## [YOUR TASKS]
• 1. According to the property tax article, in what year was the 8 percent growth rate for local tax increases set?
• 2. From the property tax article, return the passage that starts at the words "Property tax rates" and ends after the words "automatically adjusts downward.".

Texas legislators will soon roll up their sleeves in special session to tackle property tax reform, just as local taxing districts across the state begin the budget work that will determine how much Texans will pay in property taxes for the coming year.
Ironically, while the Legislature imposes a number of taxes — sales, franchise, severance, etc. — the property tax isn’t one of them. The multitude of local governments that levy the property tax include school districts, cities, counties and a plethora of special districts such as junior colleges, hospitals, roads and water and wastewater districts. However, the Legislature can have a tremendous impact on your tax bill because it writes the laws that control how local entities set their property taxes.
While the House and Senate failed to agree during the regular session on how to best improve the property tax system, both offered very thoughtful plans that would have given taxpayers more tools to combat rising tax bills. Texans will — once again — be hoping during the special session for some type of help.
Here’s how the current property tax system works. Each spring, a county’s appraisal district prepares an estimate of each property’s value. Along with that appraisal, taxpayers get a meaningless estimate of their upcoming property tax bill. That estimate is wrong on two counts. First, it’s based on a preliminary value. Property owners can protest their appraisals, and the resulting value to which tax rates will apply may be lower. Second, the rates used to calculate the tax estimate are the prior year’s rates, not those proposed for the current year. The tax-rate decisions that determine final tax bills don’t come until well into summer, long after most people have forgotten what their tax notices said.
Property tax rates aren’t permanent — they are set each year. Taxing units start their budget process by calculating an “effective” tax rate — one that would basically raise the same amount of revenue as the previous year. If local property values are rising, the effective tax rate automatically adjusts downward.
Rising values don’t drive up your tax bill — city and county officials do, when they decide to raise more revenue by setting tax rates higher than the effective rate.
And they can increase those taxes up to 8 percent before voters may petition for a tax rollback election. That growth rate was set in 1981, when inflation was in double digits. At the time, it was a meaningful constraint on local budgets. Now, with inflation at a trickle, an 8 percent tax increase is huge. And if voters want to challenge an increase, the petition requirements to spark a tax election are daunting, allowing just 90 days to gather signatures from 7 percent to 10 percent of a jurisdiction’s registered voters.
The Senate-passed bill would have lowered the rollback rate to 5 percent and replaced the petition requirements with an automatic ratification election. Most local governments are fiscally prudent, and the 5 percent may not be a continual constraint for them; however, for some jurisdictions it will encourage greater frugality. More importantly, it would give taxpayers a valuable say in those years when jurisdictions may want to pursue extraordinary increases. It forces governments to make their case to the people who have to pay the bills, and then gives people the opportunity to vote.

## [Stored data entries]

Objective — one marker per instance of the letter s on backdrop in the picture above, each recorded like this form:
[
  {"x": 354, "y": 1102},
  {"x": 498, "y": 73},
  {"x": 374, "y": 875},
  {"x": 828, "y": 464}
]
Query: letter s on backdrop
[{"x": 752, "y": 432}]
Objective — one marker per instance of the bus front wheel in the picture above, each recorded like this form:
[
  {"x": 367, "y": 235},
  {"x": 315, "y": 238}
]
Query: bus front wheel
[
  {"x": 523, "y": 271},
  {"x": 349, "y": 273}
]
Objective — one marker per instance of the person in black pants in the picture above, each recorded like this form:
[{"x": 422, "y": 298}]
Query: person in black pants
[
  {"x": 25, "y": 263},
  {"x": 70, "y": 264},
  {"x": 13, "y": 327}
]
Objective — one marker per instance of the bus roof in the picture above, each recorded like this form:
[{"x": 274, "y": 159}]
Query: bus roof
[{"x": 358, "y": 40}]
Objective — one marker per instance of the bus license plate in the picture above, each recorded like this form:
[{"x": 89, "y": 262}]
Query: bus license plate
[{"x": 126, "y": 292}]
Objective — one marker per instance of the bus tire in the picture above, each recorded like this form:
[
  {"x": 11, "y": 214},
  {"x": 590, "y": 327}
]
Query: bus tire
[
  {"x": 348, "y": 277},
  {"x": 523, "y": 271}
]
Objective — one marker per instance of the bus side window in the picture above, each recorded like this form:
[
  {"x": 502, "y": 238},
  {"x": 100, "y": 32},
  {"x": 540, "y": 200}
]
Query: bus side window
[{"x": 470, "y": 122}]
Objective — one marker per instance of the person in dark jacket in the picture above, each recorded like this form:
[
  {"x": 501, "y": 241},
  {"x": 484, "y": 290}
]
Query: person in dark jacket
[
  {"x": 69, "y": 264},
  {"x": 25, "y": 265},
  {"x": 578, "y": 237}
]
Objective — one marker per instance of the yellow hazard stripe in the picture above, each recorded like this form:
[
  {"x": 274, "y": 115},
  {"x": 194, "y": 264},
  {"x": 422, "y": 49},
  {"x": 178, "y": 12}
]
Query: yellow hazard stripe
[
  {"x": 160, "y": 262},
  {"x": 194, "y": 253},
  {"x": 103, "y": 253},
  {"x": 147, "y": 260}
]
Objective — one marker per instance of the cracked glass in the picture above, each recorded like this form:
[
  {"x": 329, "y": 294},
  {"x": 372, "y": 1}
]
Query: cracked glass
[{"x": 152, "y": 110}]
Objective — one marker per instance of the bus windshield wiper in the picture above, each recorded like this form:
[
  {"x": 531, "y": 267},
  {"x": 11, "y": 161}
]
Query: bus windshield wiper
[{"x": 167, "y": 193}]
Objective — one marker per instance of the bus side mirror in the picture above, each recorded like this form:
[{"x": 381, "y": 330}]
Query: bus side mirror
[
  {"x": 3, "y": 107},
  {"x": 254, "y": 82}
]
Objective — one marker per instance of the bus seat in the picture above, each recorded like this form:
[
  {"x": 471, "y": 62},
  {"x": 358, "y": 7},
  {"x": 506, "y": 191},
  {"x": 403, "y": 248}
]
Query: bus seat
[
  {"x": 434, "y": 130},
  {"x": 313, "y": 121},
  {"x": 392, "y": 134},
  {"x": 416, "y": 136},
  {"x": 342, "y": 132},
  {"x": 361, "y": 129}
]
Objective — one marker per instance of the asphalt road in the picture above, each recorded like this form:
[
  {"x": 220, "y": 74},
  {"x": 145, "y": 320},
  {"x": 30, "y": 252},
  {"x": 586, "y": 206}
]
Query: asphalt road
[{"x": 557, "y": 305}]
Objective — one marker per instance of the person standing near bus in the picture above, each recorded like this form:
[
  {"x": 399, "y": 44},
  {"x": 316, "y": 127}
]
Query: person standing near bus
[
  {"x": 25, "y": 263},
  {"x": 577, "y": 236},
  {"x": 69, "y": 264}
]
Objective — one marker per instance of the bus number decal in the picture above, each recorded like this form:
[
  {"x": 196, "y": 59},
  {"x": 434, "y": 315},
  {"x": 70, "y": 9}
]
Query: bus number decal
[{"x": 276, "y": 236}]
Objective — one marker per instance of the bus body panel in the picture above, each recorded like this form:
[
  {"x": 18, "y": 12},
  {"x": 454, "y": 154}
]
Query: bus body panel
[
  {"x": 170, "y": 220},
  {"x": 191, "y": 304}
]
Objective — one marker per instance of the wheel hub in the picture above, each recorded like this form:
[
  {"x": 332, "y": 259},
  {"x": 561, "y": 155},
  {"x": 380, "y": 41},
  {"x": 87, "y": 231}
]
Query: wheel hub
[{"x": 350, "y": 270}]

## [EXERCISE SOLUTIONS]
• 1. 1981

• 2.
Property tax rates aren’t permanent — they are set each year. Taxing units start their budget process by calculating an “effective” tax rate — one that would basically raise the same amount of revenue as the previous year. If local property values are rising, the effective tax rate automatically adjusts downward.